The problem: Write out the material again word for word, dropping any images it holds.
** Start Listed entries **
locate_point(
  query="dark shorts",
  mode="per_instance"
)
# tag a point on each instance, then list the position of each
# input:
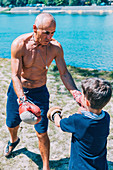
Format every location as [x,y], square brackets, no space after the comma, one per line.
[39,96]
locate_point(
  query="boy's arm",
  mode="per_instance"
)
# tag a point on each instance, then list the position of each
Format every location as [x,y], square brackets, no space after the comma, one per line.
[57,120]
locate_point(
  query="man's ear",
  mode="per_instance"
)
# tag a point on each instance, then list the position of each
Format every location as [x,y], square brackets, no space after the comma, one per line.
[34,28]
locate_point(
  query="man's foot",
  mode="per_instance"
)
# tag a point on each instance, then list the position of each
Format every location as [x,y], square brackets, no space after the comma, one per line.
[10,147]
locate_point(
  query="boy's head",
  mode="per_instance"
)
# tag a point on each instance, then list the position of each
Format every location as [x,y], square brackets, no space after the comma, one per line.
[97,91]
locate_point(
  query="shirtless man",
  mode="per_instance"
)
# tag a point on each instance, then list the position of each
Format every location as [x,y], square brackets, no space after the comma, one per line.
[31,55]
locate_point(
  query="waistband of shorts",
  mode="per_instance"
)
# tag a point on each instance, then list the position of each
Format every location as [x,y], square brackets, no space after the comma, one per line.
[32,89]
[35,89]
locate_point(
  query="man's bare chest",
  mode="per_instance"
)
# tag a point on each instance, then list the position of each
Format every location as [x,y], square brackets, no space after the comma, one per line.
[38,58]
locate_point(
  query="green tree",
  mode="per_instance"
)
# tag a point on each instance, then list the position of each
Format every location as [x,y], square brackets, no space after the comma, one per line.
[74,2]
[21,2]
[61,2]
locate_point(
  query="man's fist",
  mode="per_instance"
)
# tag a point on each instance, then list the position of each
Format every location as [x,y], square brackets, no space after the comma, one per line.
[28,111]
[53,111]
[77,95]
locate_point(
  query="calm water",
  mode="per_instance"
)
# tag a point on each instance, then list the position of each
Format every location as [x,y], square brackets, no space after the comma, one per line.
[87,40]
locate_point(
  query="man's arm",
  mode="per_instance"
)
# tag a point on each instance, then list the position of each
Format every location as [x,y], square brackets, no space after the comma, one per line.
[64,73]
[16,66]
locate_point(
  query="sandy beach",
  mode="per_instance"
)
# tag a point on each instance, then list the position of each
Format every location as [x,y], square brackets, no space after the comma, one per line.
[26,155]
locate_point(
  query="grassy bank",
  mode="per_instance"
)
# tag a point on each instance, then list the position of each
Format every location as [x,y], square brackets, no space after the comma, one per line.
[27,155]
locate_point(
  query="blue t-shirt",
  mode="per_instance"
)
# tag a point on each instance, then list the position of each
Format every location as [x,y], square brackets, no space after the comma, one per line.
[89,139]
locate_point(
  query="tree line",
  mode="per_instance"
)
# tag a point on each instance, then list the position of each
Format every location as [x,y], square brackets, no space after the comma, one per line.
[50,2]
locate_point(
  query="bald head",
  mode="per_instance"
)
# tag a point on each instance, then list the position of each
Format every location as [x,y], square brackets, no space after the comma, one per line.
[45,20]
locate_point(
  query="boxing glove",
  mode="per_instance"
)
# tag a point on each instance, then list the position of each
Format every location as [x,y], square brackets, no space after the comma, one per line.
[77,95]
[28,111]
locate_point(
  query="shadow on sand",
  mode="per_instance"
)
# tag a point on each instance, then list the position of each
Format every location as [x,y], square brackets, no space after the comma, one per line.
[36,158]
[54,164]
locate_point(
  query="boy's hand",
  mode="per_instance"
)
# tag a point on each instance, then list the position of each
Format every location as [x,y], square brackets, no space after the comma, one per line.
[55,110]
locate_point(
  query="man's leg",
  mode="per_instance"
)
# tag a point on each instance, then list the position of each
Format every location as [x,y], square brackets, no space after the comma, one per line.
[44,146]
[13,138]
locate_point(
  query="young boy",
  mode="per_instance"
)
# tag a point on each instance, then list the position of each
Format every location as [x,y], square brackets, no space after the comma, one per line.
[89,129]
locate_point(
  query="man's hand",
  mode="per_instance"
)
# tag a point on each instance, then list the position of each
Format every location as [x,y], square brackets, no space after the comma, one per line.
[55,110]
[28,111]
[77,95]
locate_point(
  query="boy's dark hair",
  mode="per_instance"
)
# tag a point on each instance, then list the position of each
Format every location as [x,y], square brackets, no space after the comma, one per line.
[97,91]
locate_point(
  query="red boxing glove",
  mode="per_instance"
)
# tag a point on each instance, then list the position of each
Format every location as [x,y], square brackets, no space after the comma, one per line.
[78,97]
[28,111]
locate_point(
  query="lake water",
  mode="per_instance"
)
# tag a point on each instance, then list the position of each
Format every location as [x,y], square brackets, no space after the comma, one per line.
[87,40]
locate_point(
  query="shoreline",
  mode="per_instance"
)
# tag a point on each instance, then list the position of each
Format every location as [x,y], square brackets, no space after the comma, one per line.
[99,10]
[28,151]
[80,68]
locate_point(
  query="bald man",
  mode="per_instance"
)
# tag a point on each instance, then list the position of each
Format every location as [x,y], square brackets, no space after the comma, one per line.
[31,56]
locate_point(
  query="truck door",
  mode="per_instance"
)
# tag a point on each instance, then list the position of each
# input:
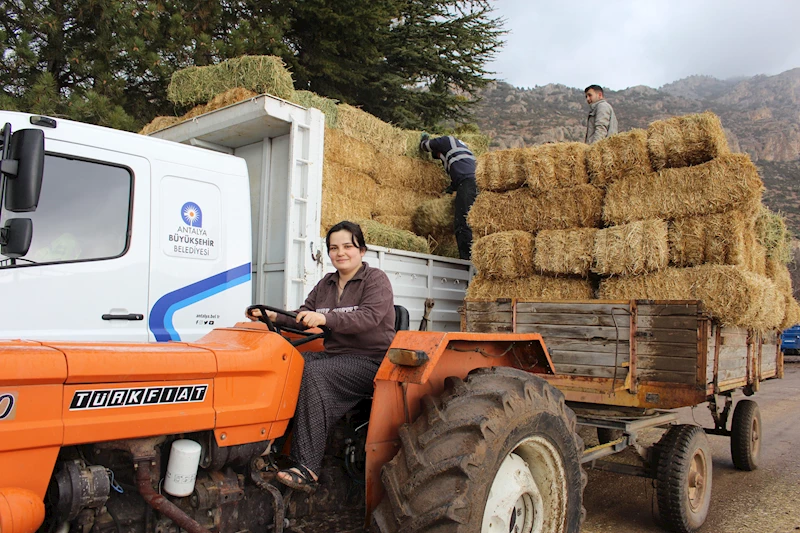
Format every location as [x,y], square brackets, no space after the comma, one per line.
** End Listed entries **
Response for this exercise:
locate_point(
  query="dark shorts",
  mode="per_instance"
)
# tag a point on each instance, then list the position of each
# input:
Format every location as [x,y], square brackets, no space after the comma, one per line.
[39,96]
locate_point(
  query="boy's arm",
  mode="per_instance"
)
# tag a point on each instance, then list the position of each
Format every location as [x,y], square brackets, no space after the comma, one per line.
[57,120]
locate_point(
  query="man's ear",
  mode="per_instance"
)
# tag a point on each instance, then list the position of each
Format every location as [x,y], square brackets, no space after the comma, one per line.
[34,28]
locate_point(
  query="man's foot",
  mode="per_instance"
)
# tag a point on each instance, then list the position of each
Format every location as [x,y], square brackets, no space after the comma, one per line.
[10,147]
locate_point(
  query="boy's head",
  mode="per_instance"
)
# tag a point on each instance, then list the position of each
Format every location as [x,y], square brackets, no space after the comma, one per line.
[97,91]
locate_point(
  query="shirtless man",
  mode="per_instance"
)
# tag a point on each instance, then list the position of each
Format every location as [x,y], square brackets, no space after the comma, one per line.
[31,55]
locate_point(
  query="waistband of shorts",
  mode="per_instance"
)
# tag a point on each instance, then list the position of each
Format every location as [x,y], square brackets, no space after the comma, one per line.
[32,89]
[35,89]
locate_point(
  query="man's bare chest",
  mode="per_instance"
)
# tag a point on each instance, then list the position of each
Format every location as [x,y], square brackets, no space after the comma, one per line.
[38,58]
locate_point(
  query="green tree",
  mode="per_instance"
)
# tag a point on each instance, then list the position of each
Format every location as [x,y], square brackets, no space after the comma, one per line.
[74,2]
[21,2]
[61,2]
locate_point(
  query="man's fist",
  mode="per_instance"
)
# tag a point on each instance, then list the position of each
Format every location as [x,y], square brackets, no space after the comma, one per line.
[28,111]
[53,111]
[77,95]
locate_point(
  query="calm water",
  mode="per_instance"
)
# tag a point on each instance, then list the position of each
Format every location as [x,y], square brackets, no space after the comma, one per line.
[87,40]
locate_point(
  query="man's arm",
  mode="per_instance"
)
# tag a point on each instance, then list the position of each
Format every location as [x,y], square brackets, no space after the comma, one per line.
[64,73]
[16,66]
locate_point(
  query="sandy beach",
  mode="per_instance"
)
# tag a point on each instance, then list the position of each
Format every location as [x,y], square brackets, no space after the comma, one per line.
[26,155]
locate_point(
  query="grassy bank",
  mode="per_instance"
)
# tag a point on each instance, then list the position of each
Format every location as [x,y], square brackets, no space after the comma, one per line.
[27,155]
locate_point(
  query="blue t-shirt",
  mode="per_instance"
)
# tag a point on each instance, then list the position of each
Format every location as [x,y], square brackets, no space after the comma, one per line.
[89,139]
locate_point(
  query="tree line",
  mode="per_instance"
)
# tag a point on each instance, then list the position of each
Format every location as [x,y], square brackets, no space after the comma, one per line.
[50,2]
locate_point(
  query="bald head",
  mode="per_instance"
)
# tag a point on each instance, then list the position of each
Format every location as [x,y], square brackets, no space after the comma, one per line.
[45,20]
locate_point(
  query="boxing glove",
  mode="per_instance"
)
# tag a point on each instance, then list the position of each
Format every location as [x,y], square brackets, no space after the comma, one per line.
[77,95]
[28,111]
locate_point(
  query="shadow on sand",
  mode="per_instance"
)
# tag a point on each instance, then list the position of each
Format every location as [x,y], square brackets, no space after the comma, one per line.
[36,158]
[54,164]
locate_point(
  query="boy's hand",
  mode="per_instance"
)
# tag a point on each instance, then list the position of each
Format every location as [x,y], square brackets, no space after the comma, one per line.
[55,110]
locate_point(
  query="man's leg",
  mode="per_instance"
)
# tag a point on each instance, then list the position of each
Format every location as [x,y], square brackets, no space after the comma, one per line.
[44,146]
[13,138]
locate_point(
  query="young boy",
  mode="per_instance"
)
# tag a point on each instance, then list the position of each
Format every location as [x,y], square brackets, no space after the comma, one per line.
[89,129]
locate_point(
  query="man's hand",
  mode="per_instance"
)
# tag a point on each instance, then list the position of each
Format every location as [x,y], square brackets, no space after the comma, one per line.
[55,110]
[28,111]
[77,95]
locate_point(
  query="boy's dark hair",
  mode="per_instance"
)
# tag a point on each instance, then list the position of each
Format every location as [x,y], square brackets, no space after the comma, one per line.
[97,91]
locate_point(
  query="red boxing glove",
  mode="per_instance"
)
# tag a point on each instance, then list the position of each
Format every location as [x,y], square brackets, no space after the comma, one per line.
[78,97]
[28,111]
locate_point(
  query="lake water",
  mode="per_instance"
)
# tag a point on each instance, then list the position of each
Format every location as [x,y], square brackets, no space after the comma, one per line.
[87,40]
locate_point(
  query="shoreline",
  mode="per_instance"
)
# tag a point on each instance, then list the position of each
Format every location as [x,y], square brackets, no space after the comma, one per line.
[99,10]
[28,151]
[80,68]
locate_point(
  query="bald man",
  mode="per_instance"
)
# tag a point on each instance, then list the position of each
Format every location as [x,y], square brackets, no space after the comma, one per line.
[31,56]
locate_point(
  query="truck door",
  mode="per_instance"
)
# tag a point on each instance, then list the position of each
# input:
Format every location as [x,y], square brackets, no space after the comma, one per line.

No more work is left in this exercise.